# REQUEST:
Collect every line of the items below that contains the string "person", and copy each of those lines in full. Case counts, so a line matches only if it has that exact capitalization.

───── RECORDED DATA ─────

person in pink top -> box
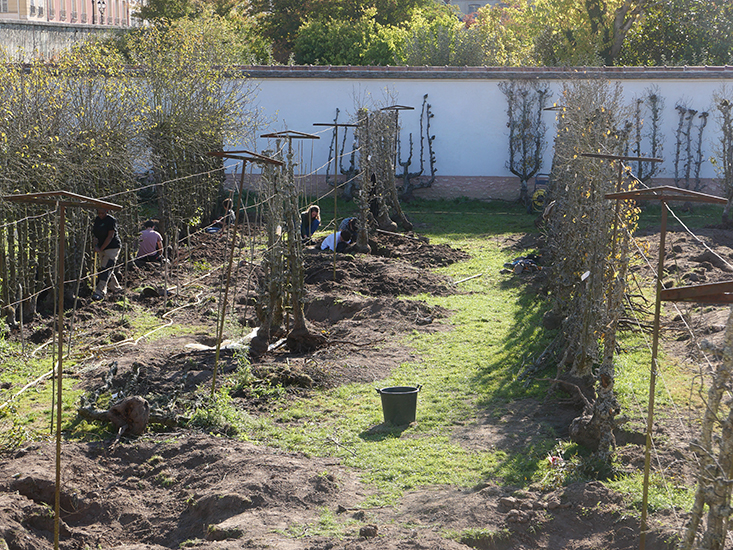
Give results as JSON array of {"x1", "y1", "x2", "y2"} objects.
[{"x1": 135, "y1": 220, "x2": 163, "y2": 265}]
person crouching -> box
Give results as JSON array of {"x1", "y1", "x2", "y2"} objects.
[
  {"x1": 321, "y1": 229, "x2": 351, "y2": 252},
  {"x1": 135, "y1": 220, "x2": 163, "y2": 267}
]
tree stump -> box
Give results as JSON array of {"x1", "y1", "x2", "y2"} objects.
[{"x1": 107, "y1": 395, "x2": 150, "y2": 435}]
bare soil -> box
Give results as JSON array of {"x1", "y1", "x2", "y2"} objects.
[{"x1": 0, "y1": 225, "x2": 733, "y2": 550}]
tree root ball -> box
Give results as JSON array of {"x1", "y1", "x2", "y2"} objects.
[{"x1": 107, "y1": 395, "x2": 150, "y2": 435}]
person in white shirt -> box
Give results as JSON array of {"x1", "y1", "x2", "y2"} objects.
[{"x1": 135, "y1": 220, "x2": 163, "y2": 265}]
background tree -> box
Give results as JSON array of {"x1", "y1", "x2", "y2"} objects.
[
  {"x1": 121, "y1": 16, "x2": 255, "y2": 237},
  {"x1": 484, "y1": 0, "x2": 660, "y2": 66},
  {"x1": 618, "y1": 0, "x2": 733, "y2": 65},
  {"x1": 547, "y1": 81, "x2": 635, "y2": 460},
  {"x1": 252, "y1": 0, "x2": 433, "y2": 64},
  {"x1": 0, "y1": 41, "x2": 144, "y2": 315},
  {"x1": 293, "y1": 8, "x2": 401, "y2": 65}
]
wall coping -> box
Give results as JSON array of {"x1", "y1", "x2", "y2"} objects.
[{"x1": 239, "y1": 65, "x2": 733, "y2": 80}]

─────
───── RECORDED DATA ─────

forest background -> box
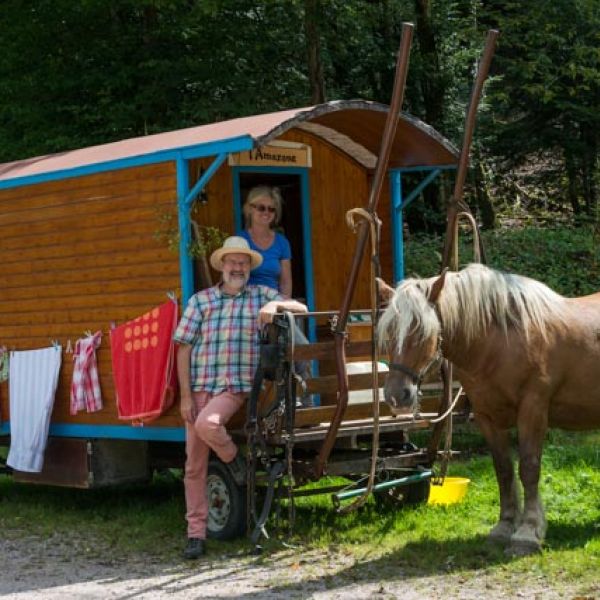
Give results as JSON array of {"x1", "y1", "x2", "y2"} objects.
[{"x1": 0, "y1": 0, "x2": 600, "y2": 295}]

─────

# CORRECT RESPONSE:
person in pink top -> box
person crouching -> box
person in white shirt -> box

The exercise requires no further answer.